Instruction 1 →
In the blog post about MDX, what position does the author hold at Kyvos Insights?

#### Provided passage

The Ghost of MDX

Practically every customer over my 20+ years working with SQL Server Analysis Services (SSAS) has told me “MDX is hard to learn”. As cliche as this is to say, I think the source of difficulty is mostly that the MDX language is misunderstood. I believe that in large part, it’s because SQL and MDX are data query languages, but operate on different manifestations of data. And so the concepts within the two paradigms are incorrectly conflated.

MDX, Multi Dimensional eXpressions, is a domain-specific language for querying a multidimensional database. The notion of “multi-dimensional” matrices isn’t as readily easy to grasp as the notion of “two-dimensional” tables. Therefore, MDX is probably tougher to learn than SQL itself.

However, it’s often the case that when an underlying concept is simple, sometimes the ability to communicate advanced topics becomes really messy. Specifically, SQL is easy to pick up at beginner levels, but grows ugly at advanced levels when pushed out of its comfort zone. Simpler concepts gain traction because they are more appealing to a large audience.

Before continuing, full disclosure, I’m a Principal Solutions Architect at Kyvos Insights. The flagship product, Kyvos SmartOLAP, is a Cloud-scale OLAP system.

The objective of this blog is to demonstrate that in this Cloud era, there is still tremendous value in deploying multidimensional, pre-aggregated manifestations of data. Additionally, although I accept that SQL is the lingua franca of query languages (even SSAS and Kyvos offer a SQL alternative to MDX), I’d like to at least speak up for the elegance of MDX in relation to its ability to express analytical concepts. It’s not my intent to convince you to learn MDX – yet another language.

The big value of OLAP and MDX is that it brings data closer to the respective format and semantics for analytics. A hefty share of machine-learning is based on matrix-like structures of aggregated data. For example, linear regression, clustering, neural networks (mostly the “convolutional” part of CNN). Because of this, I believe that an MDX-like language will someday emerge (or re-emerge) to a highly receptive audience.

########
#### Data for processing

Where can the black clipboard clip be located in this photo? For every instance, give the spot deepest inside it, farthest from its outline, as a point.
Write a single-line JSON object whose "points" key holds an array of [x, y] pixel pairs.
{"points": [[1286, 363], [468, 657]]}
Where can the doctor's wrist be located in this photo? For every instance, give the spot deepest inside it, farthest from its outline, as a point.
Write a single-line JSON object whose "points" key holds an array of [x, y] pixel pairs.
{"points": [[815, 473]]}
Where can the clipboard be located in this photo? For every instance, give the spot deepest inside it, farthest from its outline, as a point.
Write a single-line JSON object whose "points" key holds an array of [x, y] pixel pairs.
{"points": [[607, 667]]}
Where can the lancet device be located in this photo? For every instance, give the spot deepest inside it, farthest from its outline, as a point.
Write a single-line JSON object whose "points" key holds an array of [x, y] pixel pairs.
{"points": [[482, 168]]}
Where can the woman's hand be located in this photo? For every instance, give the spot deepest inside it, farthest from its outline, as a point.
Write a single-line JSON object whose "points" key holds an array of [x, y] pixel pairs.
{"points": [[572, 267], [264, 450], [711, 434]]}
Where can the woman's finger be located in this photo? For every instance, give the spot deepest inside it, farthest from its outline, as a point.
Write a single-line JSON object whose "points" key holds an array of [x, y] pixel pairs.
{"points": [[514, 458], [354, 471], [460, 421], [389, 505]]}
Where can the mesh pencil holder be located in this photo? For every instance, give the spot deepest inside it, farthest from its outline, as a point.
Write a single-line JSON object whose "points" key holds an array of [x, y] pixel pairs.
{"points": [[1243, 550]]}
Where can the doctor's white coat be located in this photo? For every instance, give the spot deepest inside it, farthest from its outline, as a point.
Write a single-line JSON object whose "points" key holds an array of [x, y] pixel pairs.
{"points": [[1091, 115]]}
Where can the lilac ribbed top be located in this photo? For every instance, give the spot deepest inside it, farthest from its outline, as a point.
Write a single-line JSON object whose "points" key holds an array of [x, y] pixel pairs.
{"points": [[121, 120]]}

########

Instruction 2 →
Reproduce the rows unchanged, starting at the line that contains "Where can the doctor's white" and continuing through the last line of the rows, with both ends included.

Result 1 →
Principal Solutions Architect

Result 2 →
Where can the doctor's white coat be located in this photo? For every instance, give the spot deepest inside it, farthest from its outline, as a point.
Write a single-line JSON object whose "points" key holds an array of [x, y] pixel pairs.
{"points": [[1091, 115]]}
Where can the lilac ribbed top be located in this photo? For every instance, give the spot deepest inside it, farthest from its outline, as a point.
Write a single-line JSON object whose "points" key holds an array of [x, y] pixel pairs.
{"points": [[121, 120]]}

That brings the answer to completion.